**What is expected**
Every line of the data should be output word for word.

**Records**
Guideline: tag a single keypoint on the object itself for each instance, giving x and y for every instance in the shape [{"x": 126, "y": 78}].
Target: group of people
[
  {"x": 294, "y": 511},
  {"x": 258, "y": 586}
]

**Result of this task**
Guideline: tag a single keypoint on the object itself for each instance, giving x and y for every instance in the shape [{"x": 126, "y": 78}].
Target: group of people
[
  {"x": 294, "y": 511},
  {"x": 258, "y": 586}
]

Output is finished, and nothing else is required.